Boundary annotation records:
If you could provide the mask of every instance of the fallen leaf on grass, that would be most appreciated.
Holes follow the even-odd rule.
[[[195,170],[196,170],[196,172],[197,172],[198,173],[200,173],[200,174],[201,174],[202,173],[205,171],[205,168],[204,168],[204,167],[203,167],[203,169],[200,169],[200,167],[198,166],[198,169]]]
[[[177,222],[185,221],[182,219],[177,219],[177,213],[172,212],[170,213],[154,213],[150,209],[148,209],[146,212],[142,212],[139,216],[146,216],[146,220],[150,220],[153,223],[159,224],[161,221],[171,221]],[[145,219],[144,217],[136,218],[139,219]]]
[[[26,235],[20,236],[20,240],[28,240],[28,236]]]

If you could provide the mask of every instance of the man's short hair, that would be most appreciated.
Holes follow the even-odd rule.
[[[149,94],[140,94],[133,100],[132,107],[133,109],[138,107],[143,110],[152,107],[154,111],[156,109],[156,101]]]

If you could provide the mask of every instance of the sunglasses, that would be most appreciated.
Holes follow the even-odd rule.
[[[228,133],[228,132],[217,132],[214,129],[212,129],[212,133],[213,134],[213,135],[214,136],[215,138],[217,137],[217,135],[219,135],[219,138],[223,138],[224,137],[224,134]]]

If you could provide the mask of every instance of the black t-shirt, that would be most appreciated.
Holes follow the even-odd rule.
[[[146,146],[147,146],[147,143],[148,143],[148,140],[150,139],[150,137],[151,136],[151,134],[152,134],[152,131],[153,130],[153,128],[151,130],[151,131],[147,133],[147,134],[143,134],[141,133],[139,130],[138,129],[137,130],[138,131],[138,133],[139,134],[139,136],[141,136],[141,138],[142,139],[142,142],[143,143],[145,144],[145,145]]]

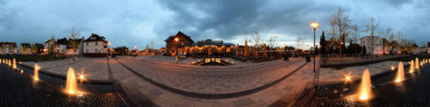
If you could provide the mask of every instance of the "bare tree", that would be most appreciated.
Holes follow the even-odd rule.
[[[269,42],[269,46],[270,48],[270,50],[272,50],[272,49],[273,49],[273,45],[275,44],[275,42],[276,42],[276,39],[275,39],[275,37],[276,37],[276,35],[270,35],[269,40],[268,41]]]
[[[359,31],[358,25],[354,25],[351,26],[351,30],[352,30],[351,40],[354,44],[357,44],[358,38],[360,37],[361,31]]]
[[[338,11],[333,13],[330,18],[330,25],[331,25],[331,30],[333,32],[339,36],[339,42],[340,44],[340,56],[342,56],[342,43],[345,43],[345,37],[347,37],[350,32],[349,29],[350,27],[351,20],[350,15],[344,13],[342,8],[338,7]]]
[[[371,17],[370,18],[370,23],[366,26],[366,30],[371,37],[371,59],[374,58],[374,44],[375,42],[375,38],[379,37],[378,32],[376,31],[376,28],[379,26],[379,23],[376,23],[375,18]]]
[[[258,30],[254,31],[253,32],[254,32],[254,34],[252,36],[252,39],[254,42],[254,45],[256,45],[257,47],[258,47],[258,44],[262,41],[261,35],[260,35],[260,33],[258,32]]]
[[[397,34],[395,34],[395,38],[397,39],[398,42],[400,42],[400,41],[402,41],[402,38],[403,37],[403,35],[402,34],[402,32],[400,30],[397,32]]]
[[[387,39],[387,40],[388,40],[390,42],[393,42],[395,39],[394,33],[391,32],[392,31],[393,29],[388,27],[386,30],[386,34],[384,34],[385,38]]]
[[[67,34],[67,37],[68,37],[69,39],[71,39],[72,41],[71,41],[71,47],[73,49],[73,53],[75,51],[76,51],[76,49],[77,49],[77,46],[76,46],[76,39],[78,39],[78,37],[80,37],[80,31],[78,31],[76,32],[75,31],[75,27],[72,27],[72,30],[70,31],[70,32],[68,34]],[[75,54],[72,54],[72,56],[73,56],[73,58],[75,57]]]
[[[297,36],[296,37],[296,47],[299,49],[299,46],[300,46],[300,43],[303,40],[303,37]]]

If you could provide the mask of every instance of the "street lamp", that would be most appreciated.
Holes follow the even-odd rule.
[[[311,23],[311,27],[313,28],[313,73],[315,73],[315,58],[316,58],[316,55],[315,55],[315,30],[316,30],[316,27],[319,26],[320,24],[318,23]]]

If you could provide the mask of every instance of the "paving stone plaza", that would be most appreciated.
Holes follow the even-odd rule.
[[[167,56],[119,56],[37,63],[42,72],[66,75],[71,67],[90,80],[117,80],[134,103],[148,106],[151,102],[158,106],[292,106],[308,84],[342,82],[345,75],[359,80],[365,69],[375,75],[398,64],[384,61],[342,69],[316,66],[314,73],[313,62],[306,63],[303,58],[263,63],[227,58],[236,61],[229,66],[192,64],[198,60],[175,63],[174,58]],[[35,63],[23,63],[30,67]]]

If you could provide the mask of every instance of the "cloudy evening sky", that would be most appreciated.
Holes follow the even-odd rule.
[[[321,23],[318,37],[330,29],[338,7],[361,30],[373,16],[380,32],[390,26],[418,45],[430,40],[428,0],[1,0],[0,42],[43,43],[52,34],[65,37],[74,27],[85,38],[104,36],[114,47],[143,49],[150,42],[163,47],[179,30],[194,41],[242,44],[258,30],[265,41],[275,37],[277,46],[295,45],[297,36],[310,44],[309,23]]]

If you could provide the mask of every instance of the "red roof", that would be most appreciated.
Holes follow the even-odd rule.
[[[3,45],[12,45],[13,47],[16,47],[16,42],[0,42],[0,46]]]

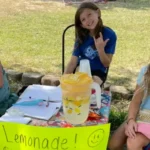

> **The problem**: Rewrite the lines as a numbered list, beginning at the first line of the items and stopping after the line that contains "[[[26,235],[20,236],[20,240],[28,240],[28,236]]]". Leave out any blank lines.

> **Solved exercise**:
1. If you could provide the mask of every instance of the fallen leaf on grass, that would be most appreciated.
2. Holes follow the even-odd rule.
3. [[[195,170],[196,170],[196,172],[197,172],[198,173],[200,173],[200,174],[201,174],[202,173],[205,171],[205,168],[204,168],[204,167],[203,167],[203,169],[200,169],[200,167],[198,166],[198,169]]]
4. [[[177,222],[185,221],[182,219],[177,219],[177,213],[172,212],[170,213],[154,213],[150,209],[148,209],[146,212],[142,212],[139,216],[146,216],[146,220],[150,220],[153,223],[159,224],[161,221],[171,221]],[[145,219],[144,217],[136,218],[139,219]]]
5. [[[26,235],[20,236],[20,240],[28,240],[28,236]]]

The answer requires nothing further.